[Source information Boundary: Start]
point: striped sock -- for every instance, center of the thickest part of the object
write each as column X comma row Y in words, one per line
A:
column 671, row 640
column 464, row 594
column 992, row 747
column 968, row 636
[Source information Boundary: End]
Work to be completed: Line by line, the data should be returned exactly as written.

Exercise answer:
point: striped sock -- for every instance, center of the thickest part of the object
write each as column X comma row Y in words, one per line
A:
column 671, row 640
column 464, row 594
column 992, row 747
column 968, row 636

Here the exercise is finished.